◆ **Brief**: For the listing below, return the line containing "for every instance of the white sand, set", the line containing "for every instance of the shadow", and all lines in between, exactly as written and nothing else.

- - - - -

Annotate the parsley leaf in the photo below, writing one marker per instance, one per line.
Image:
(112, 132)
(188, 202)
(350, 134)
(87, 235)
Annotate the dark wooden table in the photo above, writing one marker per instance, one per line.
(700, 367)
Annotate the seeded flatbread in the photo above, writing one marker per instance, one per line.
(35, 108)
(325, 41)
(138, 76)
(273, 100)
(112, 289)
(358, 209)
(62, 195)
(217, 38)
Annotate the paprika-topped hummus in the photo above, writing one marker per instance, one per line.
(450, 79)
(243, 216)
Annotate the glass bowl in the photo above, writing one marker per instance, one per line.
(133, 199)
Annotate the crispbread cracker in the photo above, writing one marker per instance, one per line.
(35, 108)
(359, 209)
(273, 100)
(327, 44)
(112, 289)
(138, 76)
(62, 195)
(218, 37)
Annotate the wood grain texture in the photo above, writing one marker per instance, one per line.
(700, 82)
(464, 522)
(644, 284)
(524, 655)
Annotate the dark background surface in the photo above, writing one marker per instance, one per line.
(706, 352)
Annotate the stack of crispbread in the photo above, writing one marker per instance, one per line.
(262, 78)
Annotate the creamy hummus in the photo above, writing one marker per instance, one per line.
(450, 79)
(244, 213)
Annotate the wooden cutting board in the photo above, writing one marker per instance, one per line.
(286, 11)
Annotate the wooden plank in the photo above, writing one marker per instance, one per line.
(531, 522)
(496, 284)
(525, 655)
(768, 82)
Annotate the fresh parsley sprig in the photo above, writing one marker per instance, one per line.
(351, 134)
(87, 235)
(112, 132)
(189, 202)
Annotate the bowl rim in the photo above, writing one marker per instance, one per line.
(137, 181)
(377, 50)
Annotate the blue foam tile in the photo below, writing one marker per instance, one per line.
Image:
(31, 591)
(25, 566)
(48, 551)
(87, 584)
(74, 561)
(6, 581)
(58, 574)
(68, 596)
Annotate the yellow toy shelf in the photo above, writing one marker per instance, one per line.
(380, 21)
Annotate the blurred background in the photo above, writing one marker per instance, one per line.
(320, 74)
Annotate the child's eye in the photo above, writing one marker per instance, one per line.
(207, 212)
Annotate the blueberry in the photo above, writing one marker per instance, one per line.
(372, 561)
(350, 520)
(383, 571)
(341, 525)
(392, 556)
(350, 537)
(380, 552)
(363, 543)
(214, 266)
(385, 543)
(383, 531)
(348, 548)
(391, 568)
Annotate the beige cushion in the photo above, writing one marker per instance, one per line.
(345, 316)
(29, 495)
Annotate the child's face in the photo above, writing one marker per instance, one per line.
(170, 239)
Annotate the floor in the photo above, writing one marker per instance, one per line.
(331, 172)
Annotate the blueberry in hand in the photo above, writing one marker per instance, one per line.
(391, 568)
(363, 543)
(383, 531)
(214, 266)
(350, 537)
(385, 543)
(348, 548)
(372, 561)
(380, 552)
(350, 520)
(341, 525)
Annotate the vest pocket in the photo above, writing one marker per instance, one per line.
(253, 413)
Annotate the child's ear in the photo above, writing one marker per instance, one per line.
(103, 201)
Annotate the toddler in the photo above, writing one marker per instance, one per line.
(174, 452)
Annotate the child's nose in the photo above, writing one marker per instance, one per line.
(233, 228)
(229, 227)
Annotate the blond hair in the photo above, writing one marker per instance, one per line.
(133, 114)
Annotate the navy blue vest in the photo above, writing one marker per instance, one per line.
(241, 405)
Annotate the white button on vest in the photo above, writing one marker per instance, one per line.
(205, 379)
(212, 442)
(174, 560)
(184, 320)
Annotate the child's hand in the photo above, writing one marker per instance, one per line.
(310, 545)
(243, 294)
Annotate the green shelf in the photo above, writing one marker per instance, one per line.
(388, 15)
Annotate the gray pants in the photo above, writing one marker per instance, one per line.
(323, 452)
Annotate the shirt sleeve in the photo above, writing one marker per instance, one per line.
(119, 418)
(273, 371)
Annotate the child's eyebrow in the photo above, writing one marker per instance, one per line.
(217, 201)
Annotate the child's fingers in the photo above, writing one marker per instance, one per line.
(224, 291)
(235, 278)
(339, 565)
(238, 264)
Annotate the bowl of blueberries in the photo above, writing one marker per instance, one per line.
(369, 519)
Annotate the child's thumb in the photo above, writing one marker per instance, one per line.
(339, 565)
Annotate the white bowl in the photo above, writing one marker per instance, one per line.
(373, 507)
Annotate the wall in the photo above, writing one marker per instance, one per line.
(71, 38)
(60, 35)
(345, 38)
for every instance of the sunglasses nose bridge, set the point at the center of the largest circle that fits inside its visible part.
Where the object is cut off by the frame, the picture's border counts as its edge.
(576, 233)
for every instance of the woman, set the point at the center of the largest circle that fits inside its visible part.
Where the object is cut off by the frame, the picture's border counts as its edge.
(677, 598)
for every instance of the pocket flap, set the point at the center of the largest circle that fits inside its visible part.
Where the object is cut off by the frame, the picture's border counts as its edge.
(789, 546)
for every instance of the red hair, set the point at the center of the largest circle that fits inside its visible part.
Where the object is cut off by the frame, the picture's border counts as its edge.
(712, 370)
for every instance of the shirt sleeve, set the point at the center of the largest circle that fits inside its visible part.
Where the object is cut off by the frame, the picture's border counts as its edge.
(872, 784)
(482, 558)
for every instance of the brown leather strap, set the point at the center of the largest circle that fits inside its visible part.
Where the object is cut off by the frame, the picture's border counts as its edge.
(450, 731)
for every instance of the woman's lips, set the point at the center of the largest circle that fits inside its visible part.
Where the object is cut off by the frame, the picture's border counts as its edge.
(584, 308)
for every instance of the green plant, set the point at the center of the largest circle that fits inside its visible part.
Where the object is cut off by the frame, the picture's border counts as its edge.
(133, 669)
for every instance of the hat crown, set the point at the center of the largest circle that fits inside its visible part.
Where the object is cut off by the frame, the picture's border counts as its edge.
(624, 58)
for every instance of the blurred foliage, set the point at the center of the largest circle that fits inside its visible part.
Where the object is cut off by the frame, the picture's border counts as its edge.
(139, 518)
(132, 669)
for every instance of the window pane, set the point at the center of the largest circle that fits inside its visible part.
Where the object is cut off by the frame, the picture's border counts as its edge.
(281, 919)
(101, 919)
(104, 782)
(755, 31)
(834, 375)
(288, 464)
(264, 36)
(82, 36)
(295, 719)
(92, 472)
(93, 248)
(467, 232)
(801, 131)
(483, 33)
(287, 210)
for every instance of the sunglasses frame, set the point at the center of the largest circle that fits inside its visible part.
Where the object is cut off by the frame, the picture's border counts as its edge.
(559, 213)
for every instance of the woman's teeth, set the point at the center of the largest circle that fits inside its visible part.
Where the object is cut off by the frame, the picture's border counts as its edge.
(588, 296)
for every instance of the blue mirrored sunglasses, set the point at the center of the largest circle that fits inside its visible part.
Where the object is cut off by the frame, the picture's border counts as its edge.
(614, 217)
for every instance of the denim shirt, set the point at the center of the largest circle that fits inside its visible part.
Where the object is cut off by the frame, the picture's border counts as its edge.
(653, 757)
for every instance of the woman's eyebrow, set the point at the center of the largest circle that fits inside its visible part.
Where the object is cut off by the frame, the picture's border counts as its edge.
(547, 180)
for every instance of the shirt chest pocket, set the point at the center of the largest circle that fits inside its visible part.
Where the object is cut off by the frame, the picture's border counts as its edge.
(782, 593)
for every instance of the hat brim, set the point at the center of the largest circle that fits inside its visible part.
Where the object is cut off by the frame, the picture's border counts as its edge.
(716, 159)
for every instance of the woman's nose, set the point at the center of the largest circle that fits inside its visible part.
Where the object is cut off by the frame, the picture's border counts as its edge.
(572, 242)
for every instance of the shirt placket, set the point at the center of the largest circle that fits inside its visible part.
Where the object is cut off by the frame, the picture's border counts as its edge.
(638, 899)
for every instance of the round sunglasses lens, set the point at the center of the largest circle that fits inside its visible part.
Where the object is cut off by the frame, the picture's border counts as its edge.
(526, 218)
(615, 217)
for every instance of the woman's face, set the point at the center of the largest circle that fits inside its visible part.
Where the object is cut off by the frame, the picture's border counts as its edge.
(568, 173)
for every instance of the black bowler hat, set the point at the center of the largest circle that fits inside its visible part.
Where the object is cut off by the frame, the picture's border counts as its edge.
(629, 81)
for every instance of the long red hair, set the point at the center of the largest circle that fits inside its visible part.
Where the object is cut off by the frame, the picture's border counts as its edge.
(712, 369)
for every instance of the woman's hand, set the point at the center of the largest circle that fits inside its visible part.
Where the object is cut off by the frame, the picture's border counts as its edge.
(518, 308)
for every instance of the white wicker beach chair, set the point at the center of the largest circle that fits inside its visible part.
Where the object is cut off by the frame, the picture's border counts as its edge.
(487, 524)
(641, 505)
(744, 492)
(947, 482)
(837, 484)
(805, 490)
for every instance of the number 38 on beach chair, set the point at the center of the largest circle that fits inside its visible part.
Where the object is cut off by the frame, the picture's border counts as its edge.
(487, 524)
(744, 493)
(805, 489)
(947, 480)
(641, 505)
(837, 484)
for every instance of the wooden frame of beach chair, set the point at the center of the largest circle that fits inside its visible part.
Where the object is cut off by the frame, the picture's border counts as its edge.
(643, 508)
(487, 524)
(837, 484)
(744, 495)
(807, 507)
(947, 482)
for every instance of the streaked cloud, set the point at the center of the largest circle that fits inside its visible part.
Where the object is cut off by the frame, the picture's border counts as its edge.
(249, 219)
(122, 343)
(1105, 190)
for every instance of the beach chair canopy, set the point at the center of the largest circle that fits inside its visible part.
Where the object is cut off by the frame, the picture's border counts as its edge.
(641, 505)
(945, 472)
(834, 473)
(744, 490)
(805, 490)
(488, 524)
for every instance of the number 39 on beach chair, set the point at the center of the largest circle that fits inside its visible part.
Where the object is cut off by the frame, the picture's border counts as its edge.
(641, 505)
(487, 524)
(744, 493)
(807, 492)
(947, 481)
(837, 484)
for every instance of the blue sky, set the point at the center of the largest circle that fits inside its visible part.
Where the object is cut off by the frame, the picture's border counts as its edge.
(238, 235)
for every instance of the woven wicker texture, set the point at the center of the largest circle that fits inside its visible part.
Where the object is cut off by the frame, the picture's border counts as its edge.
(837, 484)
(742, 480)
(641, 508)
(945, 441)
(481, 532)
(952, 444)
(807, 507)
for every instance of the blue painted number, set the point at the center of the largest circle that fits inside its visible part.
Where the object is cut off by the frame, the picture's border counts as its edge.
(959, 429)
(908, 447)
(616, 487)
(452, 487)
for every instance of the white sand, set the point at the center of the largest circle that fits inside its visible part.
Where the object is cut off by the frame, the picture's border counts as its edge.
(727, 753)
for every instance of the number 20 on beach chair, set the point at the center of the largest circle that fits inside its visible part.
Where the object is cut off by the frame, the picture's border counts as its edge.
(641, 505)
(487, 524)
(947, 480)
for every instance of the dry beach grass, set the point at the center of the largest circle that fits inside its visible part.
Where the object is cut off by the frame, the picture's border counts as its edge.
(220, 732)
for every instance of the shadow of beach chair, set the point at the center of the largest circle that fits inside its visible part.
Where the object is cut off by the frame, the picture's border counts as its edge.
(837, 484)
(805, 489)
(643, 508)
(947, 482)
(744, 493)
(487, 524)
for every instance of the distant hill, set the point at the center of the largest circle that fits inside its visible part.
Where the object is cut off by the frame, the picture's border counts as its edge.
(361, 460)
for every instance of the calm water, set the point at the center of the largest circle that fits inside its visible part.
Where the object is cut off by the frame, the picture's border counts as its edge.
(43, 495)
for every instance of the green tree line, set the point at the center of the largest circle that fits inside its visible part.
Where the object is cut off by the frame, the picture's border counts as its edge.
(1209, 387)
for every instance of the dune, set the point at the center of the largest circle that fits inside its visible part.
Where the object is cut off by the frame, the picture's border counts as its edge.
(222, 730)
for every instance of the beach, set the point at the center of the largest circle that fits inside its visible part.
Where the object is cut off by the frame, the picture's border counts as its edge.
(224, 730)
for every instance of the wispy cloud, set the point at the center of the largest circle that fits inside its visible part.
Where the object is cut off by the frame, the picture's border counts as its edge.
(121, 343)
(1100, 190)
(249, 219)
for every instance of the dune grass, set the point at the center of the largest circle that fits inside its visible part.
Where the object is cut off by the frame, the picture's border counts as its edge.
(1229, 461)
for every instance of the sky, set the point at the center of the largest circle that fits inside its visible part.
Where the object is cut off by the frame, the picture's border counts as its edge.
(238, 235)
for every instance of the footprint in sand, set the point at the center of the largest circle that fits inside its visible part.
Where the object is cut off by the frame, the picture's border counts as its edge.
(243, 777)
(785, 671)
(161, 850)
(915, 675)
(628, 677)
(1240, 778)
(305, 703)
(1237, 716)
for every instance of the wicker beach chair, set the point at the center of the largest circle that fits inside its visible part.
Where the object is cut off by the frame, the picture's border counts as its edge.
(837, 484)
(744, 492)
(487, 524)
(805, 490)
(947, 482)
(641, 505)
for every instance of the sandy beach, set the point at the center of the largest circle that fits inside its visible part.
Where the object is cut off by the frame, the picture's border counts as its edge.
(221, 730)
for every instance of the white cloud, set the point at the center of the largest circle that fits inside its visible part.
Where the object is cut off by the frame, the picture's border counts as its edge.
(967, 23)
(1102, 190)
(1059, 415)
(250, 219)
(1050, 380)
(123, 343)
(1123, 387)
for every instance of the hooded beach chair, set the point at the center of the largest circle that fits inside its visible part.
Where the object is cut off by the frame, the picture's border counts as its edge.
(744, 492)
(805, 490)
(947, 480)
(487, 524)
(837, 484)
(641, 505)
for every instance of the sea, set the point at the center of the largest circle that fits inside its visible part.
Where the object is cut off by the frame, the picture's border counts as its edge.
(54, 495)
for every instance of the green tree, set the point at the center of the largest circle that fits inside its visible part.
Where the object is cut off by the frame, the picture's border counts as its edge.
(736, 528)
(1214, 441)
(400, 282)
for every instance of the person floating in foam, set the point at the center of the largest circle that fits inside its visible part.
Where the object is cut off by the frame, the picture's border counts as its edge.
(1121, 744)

- - - - -

◆ **Solved problem**:
for every instance of the white sand, set the point at the center of the largest circle that fits inside its visible part.
Where the object is cut off by the frame, the picture's border counts as its edge.
(727, 753)
for every instance of the number 20 on beach chair, set the point at the center of the largest circle that fits inside its visible part.
Where the object is cut off by the frame, the picture's border counts as its edge.
(641, 505)
(487, 524)
(947, 480)
for every instance of the dry beach grass, set the point at the center of the largest circle that fits inside its visible part.
Where the object is cut off by the frame, the picture's border counts as its edge.
(220, 732)
for every instance of the shadow of beach chair, set the point at the center of the largest circle that fits inside its visible part.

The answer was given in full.